## Objective
Without omitting anything, retype the data that follows.

## start Task inputs

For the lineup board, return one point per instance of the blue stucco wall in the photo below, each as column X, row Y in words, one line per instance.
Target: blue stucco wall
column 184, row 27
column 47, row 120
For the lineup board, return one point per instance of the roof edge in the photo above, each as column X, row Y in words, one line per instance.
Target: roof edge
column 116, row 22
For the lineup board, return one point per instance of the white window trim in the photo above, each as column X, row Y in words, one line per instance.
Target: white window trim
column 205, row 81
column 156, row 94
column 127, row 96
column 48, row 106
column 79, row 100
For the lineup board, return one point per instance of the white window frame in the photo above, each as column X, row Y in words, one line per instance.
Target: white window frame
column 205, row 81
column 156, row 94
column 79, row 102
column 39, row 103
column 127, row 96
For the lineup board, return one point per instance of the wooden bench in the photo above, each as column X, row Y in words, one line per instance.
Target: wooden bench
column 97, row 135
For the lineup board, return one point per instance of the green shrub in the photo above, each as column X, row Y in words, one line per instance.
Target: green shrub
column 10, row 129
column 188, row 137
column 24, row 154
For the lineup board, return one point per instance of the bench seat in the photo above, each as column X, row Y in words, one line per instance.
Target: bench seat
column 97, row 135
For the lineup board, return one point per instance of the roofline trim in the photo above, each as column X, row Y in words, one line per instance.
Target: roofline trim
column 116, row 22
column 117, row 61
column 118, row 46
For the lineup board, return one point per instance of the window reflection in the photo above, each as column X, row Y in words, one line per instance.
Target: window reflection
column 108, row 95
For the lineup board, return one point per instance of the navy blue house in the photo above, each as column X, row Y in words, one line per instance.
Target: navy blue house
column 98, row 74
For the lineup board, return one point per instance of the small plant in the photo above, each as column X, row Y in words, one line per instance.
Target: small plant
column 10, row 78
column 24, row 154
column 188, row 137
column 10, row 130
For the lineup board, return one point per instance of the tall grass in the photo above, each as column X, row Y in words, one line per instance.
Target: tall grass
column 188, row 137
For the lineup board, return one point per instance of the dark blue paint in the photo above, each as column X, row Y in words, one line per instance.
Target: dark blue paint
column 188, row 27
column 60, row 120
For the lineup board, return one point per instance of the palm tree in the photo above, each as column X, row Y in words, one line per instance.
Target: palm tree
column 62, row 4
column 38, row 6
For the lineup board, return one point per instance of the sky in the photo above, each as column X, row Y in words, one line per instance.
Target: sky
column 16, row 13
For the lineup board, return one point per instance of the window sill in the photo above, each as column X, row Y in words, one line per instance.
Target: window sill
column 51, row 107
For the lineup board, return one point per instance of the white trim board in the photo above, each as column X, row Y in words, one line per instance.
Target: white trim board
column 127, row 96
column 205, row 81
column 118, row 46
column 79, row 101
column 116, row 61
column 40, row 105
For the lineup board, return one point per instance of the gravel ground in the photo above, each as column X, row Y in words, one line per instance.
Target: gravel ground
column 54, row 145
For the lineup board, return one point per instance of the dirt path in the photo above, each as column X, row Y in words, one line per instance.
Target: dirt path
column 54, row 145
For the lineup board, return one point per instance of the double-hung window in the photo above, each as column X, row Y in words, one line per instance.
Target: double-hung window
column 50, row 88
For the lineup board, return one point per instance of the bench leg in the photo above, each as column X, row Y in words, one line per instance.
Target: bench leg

## end Task inputs

## Reply
For the lineup board, return one point per instance of the blue stucco wall in the photo below, each as column X, row Y in words, one line per instance.
Target: blue stucco wall
column 184, row 27
column 47, row 120
For the lineup board, return one point per instance of the roof edge in the photo above, each as column X, row Y in words, one line per instance.
Target: roof edge
column 116, row 22
For the lineup board, return one point per instance of the white window trim in the photo above, each as column X, row Y in words, one line per instance.
Target: white window trim
column 205, row 81
column 156, row 94
column 127, row 96
column 48, row 106
column 79, row 100
For the lineup board, return one point per instance of the white window frame in the photo above, each as column X, row Y in words, one line per instance.
Target: white window frame
column 205, row 81
column 156, row 94
column 79, row 102
column 39, row 103
column 127, row 96
For the lineup board, return one point per instance of the wooden bench in the photo above, each as column X, row Y in words, one line per instance.
Target: wooden bench
column 97, row 135
For the lineup board, return one point per instance of the green shrub in the photo above, each as column X, row Y in words, one line per instance.
Target: green shrub
column 10, row 129
column 188, row 137
column 24, row 154
For the lineup board, return one point per instance of the bench seat in the photo above, each as column X, row Y in words, one line per instance.
Target: bench seat
column 97, row 135
For the lineup board, return one point per instance of the roofline trim in the photo above, each as column X, row Y in words, one line per instance.
Target: roofline trim
column 116, row 22
column 117, row 61
column 118, row 46
For the lineup board, return one point per instance of the window reflection in the photo above, each as column X, row Y in words, one line per instance.
Target: window reflection
column 108, row 95
For the lineup board, return one point per instance of the navy blue house in the photo above, each as column X, row Y in words, one line per instance.
Target: navy blue house
column 98, row 74
For the lineup board, return one point per instance of the small plant in the photo above, each as column X, row Y in words, one line per instance.
Target: small plant
column 10, row 78
column 24, row 154
column 188, row 137
column 10, row 130
For the lineup board, return one point per instance of the tall grass in the photo above, each as column X, row Y in words, one line per instance.
Target: tall grass
column 188, row 137
For the lineup board, return one point per instance of the dark blue paint in the photo above, each as column X, row Y in words, one line per instance.
Target: dark blue paint
column 188, row 27
column 60, row 120
For the lineup board, return one point per instance of the palm tree in the photo above, each as column X, row Y in words, one line per instance.
Target: palm tree
column 62, row 4
column 38, row 6
For the lineup board, return one point per instance of the sky in the photo above, each as column X, row Y in words, one line per instance.
Target: sky
column 16, row 13
For the lineup board, return one point per instance of the window sill in the photo above, each as column X, row Y in words, one line per instance.
Target: window sill
column 51, row 107
For the lineup board, return one point per instance of the white trim board in the photo above, each as column X, row Y in words, one line per instance.
Target: white trim board
column 127, row 96
column 205, row 81
column 118, row 46
column 79, row 101
column 116, row 61
column 40, row 105
For the lineup board, return one point per instance of the gravel ground in the photo above, each as column X, row Y in words, one line per instance.
Target: gravel ground
column 54, row 145
For the lineup board, return one point per instance of the dirt path in the photo above, each as column X, row Y in words, one line per instance.
Target: dirt path
column 54, row 145
For the lineup board, return one point per instance of the double-hung window in the photo above, each as column X, row Y in words, one line per instance.
Target: double-hung window
column 50, row 88
For the lineup board, return one point per instance of the bench leg in the photo above, each as column X, row Y in words, one line per instance.
Target: bench leg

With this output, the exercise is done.